START Quoted passage

Johns Hopkins was an American merchant and philanthropist. He was a millionaire who in his will left large endowments to found Johns Hopkins University and Johns Hopkins Hospital.
Background
Johns Hopkins was born on May 19, 1795 on a tobacco plantation White's Hall in Anne Arundel County, Maryland, United States. He was was the second son of Samuel and Hannah (Janney) Hopkins. His first known ancestor in America in the Hopkins line was William, who was living in Anne Arundel County, Maryland, as early as 1657. His mother was of the Tucker-Janney family of Loudoun County, Virginia. From Richard Johns, his great-great-grandfather, Hopkins derived his given name.
Education
Hopkins attended the South River school. Here he was influenced by the unusually able master, an Oxford graduate. He left school at the age of twelve, because his parents, prominent in the West River Meeting of Friends, freed their slaves in 1807 and the boys of the family were needed to work on the plantation.
Career
When Hopkins was seventeen he was taken into the home of his uncle, Gerard Hopkins, in Baltimore, to be brought up in the latter's business, that of a wholesale grocer and commission merchant. When he was nineteen his uncle was absent in Ohio for several months, and the young man, left in charge of the store, succeeded surprisingly, in spite of the alarm which seized the city when the British fleet arrived in Chesapeake Bay. By 1819, when Johns Hopkins was twenty-four, differences had developed between uncle and nephew.
The financial distress of 1819 led many country customers to ask the privilege of paying for their goods in whiskey. Johns Hopkins favored this arrangement, but his uncle would not consent "to sell souls into perdition. " The result was that Johns Hopkins set up in the same business for himself, his uncle indorsing for him to the extent of $10, 000, and in the first year he sold $200, 000 worth of goods.

END Quoted passage

**Problem details:**
From the text on Johns Hopkins, output word for word the part that opens with the words containing "Johns Hopkins was an" and closes with "Johns Hopkins Hospital.". The material after this text is separate from it.

START Given entries

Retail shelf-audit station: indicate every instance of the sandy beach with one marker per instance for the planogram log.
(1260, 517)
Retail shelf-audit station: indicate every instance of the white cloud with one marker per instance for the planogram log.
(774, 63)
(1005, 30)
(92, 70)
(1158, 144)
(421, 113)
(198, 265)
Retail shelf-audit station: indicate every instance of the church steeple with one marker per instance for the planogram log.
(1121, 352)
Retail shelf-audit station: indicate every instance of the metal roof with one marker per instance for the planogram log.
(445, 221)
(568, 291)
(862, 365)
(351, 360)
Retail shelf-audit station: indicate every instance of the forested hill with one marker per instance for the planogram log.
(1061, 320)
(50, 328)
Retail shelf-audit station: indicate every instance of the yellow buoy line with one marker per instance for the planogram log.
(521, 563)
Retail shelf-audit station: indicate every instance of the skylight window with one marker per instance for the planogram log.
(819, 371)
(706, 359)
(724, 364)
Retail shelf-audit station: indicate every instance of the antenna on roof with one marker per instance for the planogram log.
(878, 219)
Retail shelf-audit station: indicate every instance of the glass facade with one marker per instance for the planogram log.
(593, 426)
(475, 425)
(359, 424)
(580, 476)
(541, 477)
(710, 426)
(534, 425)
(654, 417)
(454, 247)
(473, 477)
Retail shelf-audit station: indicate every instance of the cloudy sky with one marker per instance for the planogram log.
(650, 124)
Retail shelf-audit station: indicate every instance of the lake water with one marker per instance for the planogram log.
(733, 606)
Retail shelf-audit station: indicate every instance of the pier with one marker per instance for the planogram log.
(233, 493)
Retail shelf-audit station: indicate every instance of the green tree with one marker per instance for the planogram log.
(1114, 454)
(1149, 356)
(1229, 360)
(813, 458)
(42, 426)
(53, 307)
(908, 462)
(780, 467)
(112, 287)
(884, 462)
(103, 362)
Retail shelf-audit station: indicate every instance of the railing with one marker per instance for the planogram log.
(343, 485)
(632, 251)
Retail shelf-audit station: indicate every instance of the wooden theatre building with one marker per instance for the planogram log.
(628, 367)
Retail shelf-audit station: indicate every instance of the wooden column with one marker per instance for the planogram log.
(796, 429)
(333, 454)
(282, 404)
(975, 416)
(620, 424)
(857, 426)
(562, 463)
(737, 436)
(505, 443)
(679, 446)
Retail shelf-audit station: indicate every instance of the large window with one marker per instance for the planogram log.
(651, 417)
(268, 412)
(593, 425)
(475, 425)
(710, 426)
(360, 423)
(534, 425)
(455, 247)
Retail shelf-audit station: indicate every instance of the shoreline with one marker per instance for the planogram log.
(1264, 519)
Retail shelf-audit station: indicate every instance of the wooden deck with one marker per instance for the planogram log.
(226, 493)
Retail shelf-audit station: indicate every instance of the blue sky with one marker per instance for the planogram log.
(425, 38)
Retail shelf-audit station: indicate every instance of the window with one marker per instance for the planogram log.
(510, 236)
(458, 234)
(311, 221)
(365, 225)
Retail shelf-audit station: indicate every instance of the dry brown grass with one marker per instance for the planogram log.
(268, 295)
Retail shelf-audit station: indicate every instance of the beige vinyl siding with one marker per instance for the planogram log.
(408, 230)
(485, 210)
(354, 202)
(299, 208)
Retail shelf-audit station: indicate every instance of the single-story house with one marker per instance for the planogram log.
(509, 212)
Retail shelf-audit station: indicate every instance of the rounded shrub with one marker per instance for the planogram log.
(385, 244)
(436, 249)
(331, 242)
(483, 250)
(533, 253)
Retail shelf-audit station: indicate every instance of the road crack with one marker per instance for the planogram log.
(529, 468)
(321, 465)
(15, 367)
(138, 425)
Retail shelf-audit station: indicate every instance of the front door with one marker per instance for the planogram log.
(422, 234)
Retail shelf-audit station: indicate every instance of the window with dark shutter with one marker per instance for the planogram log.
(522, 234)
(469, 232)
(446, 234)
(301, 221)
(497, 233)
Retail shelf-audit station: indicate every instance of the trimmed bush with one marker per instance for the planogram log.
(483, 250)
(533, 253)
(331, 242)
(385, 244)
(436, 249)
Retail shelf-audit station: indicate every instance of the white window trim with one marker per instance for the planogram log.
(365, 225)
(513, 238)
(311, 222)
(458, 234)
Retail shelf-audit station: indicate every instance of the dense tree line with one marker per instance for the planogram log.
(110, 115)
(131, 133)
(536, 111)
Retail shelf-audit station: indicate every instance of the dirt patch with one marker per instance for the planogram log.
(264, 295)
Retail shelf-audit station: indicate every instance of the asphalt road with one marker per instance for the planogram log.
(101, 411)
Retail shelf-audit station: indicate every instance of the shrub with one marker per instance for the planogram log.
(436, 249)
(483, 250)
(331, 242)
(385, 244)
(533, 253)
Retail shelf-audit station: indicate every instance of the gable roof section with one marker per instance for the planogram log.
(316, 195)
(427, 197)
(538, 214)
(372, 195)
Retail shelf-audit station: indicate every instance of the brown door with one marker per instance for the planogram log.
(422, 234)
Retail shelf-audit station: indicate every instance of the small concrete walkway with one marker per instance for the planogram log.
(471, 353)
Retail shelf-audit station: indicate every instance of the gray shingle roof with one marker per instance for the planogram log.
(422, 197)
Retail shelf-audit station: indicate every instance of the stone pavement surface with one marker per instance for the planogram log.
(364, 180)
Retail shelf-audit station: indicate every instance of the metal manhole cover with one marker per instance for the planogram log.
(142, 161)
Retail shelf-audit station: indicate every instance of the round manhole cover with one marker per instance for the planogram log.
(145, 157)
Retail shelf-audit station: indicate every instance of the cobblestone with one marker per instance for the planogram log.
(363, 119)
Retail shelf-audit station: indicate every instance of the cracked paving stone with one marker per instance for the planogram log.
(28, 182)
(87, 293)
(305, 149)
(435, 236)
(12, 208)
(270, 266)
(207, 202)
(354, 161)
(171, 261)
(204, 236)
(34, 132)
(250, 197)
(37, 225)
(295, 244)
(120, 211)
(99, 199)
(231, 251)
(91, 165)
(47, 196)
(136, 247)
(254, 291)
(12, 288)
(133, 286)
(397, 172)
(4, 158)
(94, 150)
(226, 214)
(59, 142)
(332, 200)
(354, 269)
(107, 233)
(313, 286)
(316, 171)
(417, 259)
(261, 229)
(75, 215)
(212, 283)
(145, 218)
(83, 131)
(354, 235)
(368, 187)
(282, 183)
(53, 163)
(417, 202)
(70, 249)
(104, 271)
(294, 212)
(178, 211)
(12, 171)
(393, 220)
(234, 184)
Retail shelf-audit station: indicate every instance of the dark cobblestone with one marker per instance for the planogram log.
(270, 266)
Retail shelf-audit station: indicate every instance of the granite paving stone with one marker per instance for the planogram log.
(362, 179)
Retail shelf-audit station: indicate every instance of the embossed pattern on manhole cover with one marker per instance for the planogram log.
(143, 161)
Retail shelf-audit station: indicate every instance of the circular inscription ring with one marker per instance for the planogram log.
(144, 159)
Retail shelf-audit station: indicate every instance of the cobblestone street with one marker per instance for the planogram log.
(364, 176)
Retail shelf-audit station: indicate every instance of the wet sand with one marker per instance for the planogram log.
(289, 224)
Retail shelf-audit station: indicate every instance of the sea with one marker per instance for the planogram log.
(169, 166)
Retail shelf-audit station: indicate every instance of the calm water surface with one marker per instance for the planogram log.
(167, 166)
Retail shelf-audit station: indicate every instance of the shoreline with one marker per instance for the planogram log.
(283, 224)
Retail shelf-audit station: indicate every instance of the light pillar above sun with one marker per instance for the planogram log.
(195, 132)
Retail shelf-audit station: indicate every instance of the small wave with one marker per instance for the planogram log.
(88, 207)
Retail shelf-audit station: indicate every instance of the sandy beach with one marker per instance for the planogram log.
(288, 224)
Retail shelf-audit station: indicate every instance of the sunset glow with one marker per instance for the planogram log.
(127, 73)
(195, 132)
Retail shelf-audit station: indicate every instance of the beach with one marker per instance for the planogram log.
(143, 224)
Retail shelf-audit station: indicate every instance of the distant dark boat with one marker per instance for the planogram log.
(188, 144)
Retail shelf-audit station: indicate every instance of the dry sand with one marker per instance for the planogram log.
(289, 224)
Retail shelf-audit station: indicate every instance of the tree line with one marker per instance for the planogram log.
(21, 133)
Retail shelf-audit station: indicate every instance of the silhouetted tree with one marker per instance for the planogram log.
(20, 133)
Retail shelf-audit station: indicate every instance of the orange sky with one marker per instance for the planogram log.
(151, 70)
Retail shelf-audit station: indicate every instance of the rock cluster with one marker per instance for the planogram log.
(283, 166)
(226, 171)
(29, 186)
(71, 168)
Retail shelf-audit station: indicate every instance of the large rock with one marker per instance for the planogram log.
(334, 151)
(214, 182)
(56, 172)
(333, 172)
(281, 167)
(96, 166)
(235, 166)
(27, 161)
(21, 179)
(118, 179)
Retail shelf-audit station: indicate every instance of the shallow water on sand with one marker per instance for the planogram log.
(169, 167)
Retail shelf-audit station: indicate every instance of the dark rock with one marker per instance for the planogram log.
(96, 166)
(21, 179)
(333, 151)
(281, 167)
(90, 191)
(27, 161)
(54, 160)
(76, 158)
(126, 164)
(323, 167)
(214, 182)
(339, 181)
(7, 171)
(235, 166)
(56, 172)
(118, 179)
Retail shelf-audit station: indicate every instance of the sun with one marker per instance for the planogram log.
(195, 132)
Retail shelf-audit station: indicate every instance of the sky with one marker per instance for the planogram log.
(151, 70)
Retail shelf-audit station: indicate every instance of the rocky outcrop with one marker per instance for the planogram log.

END Given entries

**Response to this task:**
Johns Hopkins was an American merchant and philanthropist. He was a millionaire who in his will left large endowments to found Johns Hopkins University and Johns Hopkins Hospital.